WHAT IS EXPECTED: Take the entries below and reproduce them word for word.
── LISTED RECORDS
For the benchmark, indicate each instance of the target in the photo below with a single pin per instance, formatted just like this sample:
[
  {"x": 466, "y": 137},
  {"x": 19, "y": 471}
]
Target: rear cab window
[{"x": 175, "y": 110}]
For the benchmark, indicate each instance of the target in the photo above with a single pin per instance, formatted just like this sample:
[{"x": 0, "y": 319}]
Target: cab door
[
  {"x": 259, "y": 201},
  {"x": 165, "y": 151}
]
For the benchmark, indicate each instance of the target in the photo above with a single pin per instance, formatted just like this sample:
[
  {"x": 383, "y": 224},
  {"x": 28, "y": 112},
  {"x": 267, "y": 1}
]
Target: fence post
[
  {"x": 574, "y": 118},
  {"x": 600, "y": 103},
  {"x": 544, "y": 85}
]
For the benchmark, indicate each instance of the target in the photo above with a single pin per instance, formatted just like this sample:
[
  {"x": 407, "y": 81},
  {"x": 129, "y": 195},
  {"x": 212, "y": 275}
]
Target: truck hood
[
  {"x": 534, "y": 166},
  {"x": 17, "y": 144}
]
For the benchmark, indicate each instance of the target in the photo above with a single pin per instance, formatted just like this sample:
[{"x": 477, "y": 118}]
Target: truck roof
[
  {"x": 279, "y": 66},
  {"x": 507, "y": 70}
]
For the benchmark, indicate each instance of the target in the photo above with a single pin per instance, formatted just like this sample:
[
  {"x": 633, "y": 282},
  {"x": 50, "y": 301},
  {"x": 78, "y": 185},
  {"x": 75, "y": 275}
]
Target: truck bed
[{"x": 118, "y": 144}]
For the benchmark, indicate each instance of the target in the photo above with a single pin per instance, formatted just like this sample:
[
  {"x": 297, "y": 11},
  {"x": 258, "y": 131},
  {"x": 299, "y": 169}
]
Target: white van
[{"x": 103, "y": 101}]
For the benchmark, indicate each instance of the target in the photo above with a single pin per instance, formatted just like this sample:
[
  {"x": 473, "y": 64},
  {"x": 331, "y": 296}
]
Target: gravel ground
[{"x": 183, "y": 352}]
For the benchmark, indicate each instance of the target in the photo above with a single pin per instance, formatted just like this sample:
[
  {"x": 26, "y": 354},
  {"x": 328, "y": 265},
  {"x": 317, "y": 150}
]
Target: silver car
────
TASK RESULT:
For the benchmark, indicate each instance of the target in the photo below with a single pin per instance, formatted just like this sample:
[
  {"x": 466, "y": 137},
  {"x": 19, "y": 471}
]
Target: rear cab window
[{"x": 175, "y": 110}]
For the benchmark, indicate each instance of the target in the photo above with a single pin per instance, formatted just like this sample:
[{"x": 0, "y": 319}]
Target: cab door
[
  {"x": 259, "y": 201},
  {"x": 165, "y": 151}
]
For the benchmark, indicate each instance of the target in the photo above with a single pin per instance, formatted just like this sample:
[
  {"x": 383, "y": 224},
  {"x": 28, "y": 112},
  {"x": 267, "y": 1}
]
Target: fence post
[
  {"x": 574, "y": 118},
  {"x": 600, "y": 103},
  {"x": 544, "y": 85}
]
For the benchmark, indicate each instance of the target in the photo above with a single pin per instance, formatted just like this sample:
[
  {"x": 407, "y": 81},
  {"x": 129, "y": 195},
  {"x": 212, "y": 275}
]
Target: truck hood
[
  {"x": 534, "y": 166},
  {"x": 17, "y": 144}
]
For the benchmark, indicate each instance of the target in the photo above with a single pin per instance, formatted just like this sample:
[{"x": 477, "y": 118}]
Target: truck roof
[
  {"x": 279, "y": 66},
  {"x": 507, "y": 70}
]
For the benchmark, indicate each instance of the target in the photo above with a single pin per instance, formatted just like this sample:
[
  {"x": 633, "y": 282},
  {"x": 50, "y": 301},
  {"x": 78, "y": 185},
  {"x": 75, "y": 275}
]
Target: truck bed
[{"x": 118, "y": 144}]
For the benchmark, indicate each instance of the target in the photo above with a single pin per instance, formatted just like this sample:
[
  {"x": 297, "y": 11},
  {"x": 258, "y": 131},
  {"x": 299, "y": 169}
]
Target: white van
[{"x": 103, "y": 101}]
For the benchmark, indicate each instance of the target in the photo above with a single pin per instance, formatted just like this sample:
[
  {"x": 473, "y": 64},
  {"x": 331, "y": 296}
]
Target: gravel ground
[{"x": 183, "y": 352}]
For the benchmark, indicate each instance of the target in the photo above with a single pin per instance, formatted just like this sample:
[
  {"x": 26, "y": 354},
  {"x": 328, "y": 265},
  {"x": 317, "y": 150}
]
Target: silver car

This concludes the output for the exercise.